** begin Supplied entries **

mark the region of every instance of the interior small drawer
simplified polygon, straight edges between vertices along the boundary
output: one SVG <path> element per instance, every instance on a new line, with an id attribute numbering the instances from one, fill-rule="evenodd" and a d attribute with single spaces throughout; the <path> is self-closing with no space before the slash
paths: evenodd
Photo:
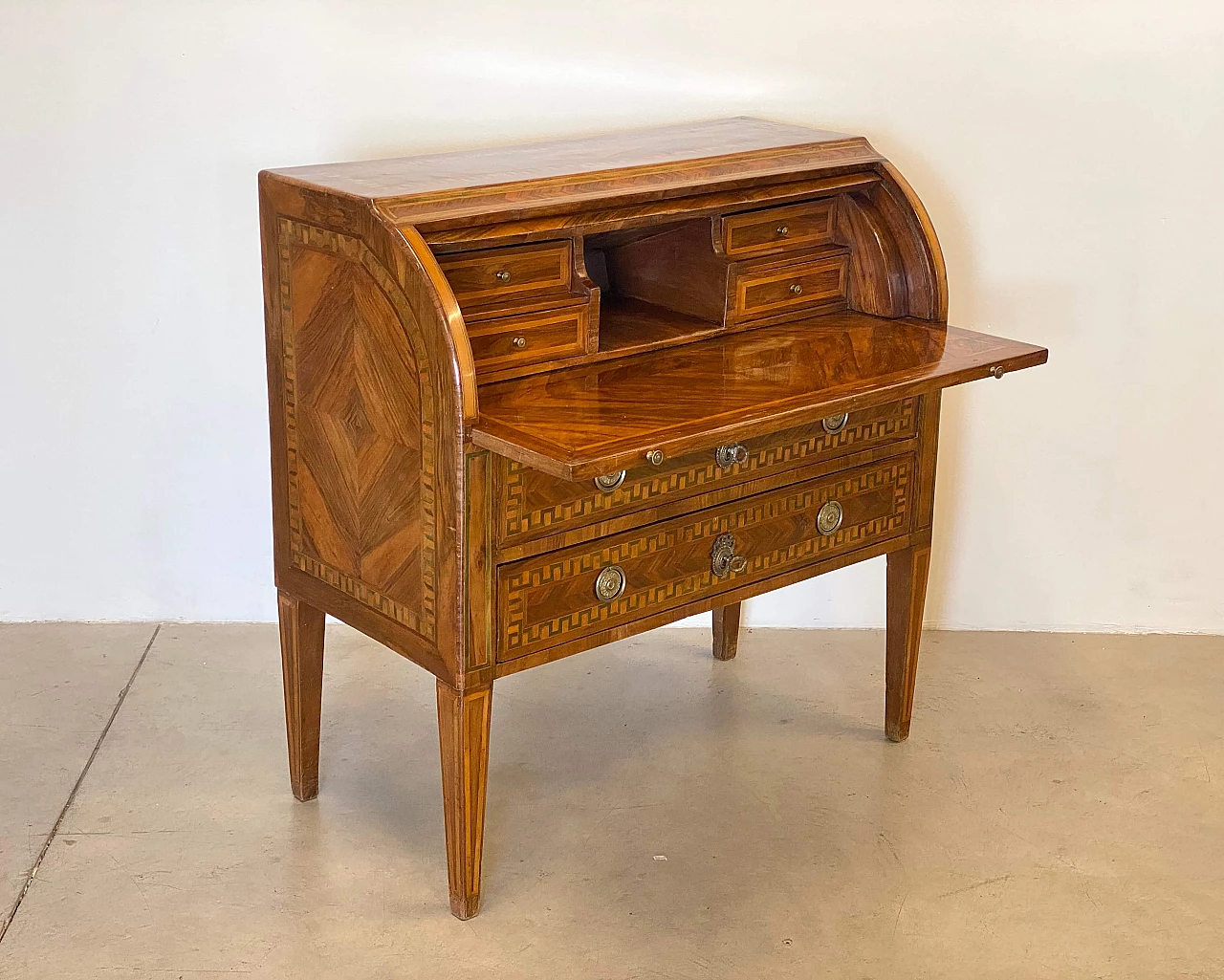
<path id="1" fill-rule="evenodd" d="M 438 256 L 460 307 L 526 300 L 569 290 L 570 241 L 514 245 Z"/>
<path id="2" fill-rule="evenodd" d="M 906 398 L 597 480 L 562 480 L 507 459 L 496 505 L 497 537 L 502 544 L 517 544 L 909 439 L 917 432 L 917 400 Z"/>
<path id="3" fill-rule="evenodd" d="M 846 296 L 845 254 L 750 267 L 734 274 L 732 322 L 826 305 Z"/>
<path id="4" fill-rule="evenodd" d="M 497 569 L 497 659 L 752 585 L 909 530 L 913 456 L 843 470 Z"/>
<path id="5" fill-rule="evenodd" d="M 728 214 L 722 219 L 722 251 L 730 258 L 813 248 L 832 240 L 832 198 Z"/>
<path id="6" fill-rule="evenodd" d="M 468 324 L 477 371 L 570 357 L 583 352 L 585 336 L 585 306 Z"/>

** end Supplied entries **

- **Exercise objective**: Reproduce the listing above with every "drawer" replaced by "compartment" and all other text unchanged. Leave out the pictures.

- **Written solution**:
mark the region of every instance of the interior small compartment
simplified polygon, straight edges between vertices along the boundary
output: one SVG <path> element per instance, every instance on a new line, with an id attribute numbering the instances from one, fill-rule="evenodd" and a d attribute with single spaces throughout; the <path> is self-closing with no space before the slash
paths: evenodd
Photo:
<path id="1" fill-rule="evenodd" d="M 438 256 L 460 307 L 526 300 L 569 290 L 570 241 L 514 245 Z"/>
<path id="2" fill-rule="evenodd" d="M 906 398 L 597 480 L 562 480 L 507 459 L 496 505 L 497 537 L 502 544 L 517 544 L 909 439 L 917 432 L 917 400 Z"/>
<path id="3" fill-rule="evenodd" d="M 846 296 L 845 254 L 750 267 L 734 274 L 732 322 L 826 305 Z"/>
<path id="4" fill-rule="evenodd" d="M 497 569 L 497 659 L 752 585 L 909 530 L 913 456 L 843 470 Z"/>
<path id="5" fill-rule="evenodd" d="M 728 214 L 722 219 L 722 251 L 730 258 L 813 248 L 832 240 L 832 198 Z"/>
<path id="6" fill-rule="evenodd" d="M 468 324 L 477 371 L 570 357 L 583 352 L 585 336 L 585 306 Z"/>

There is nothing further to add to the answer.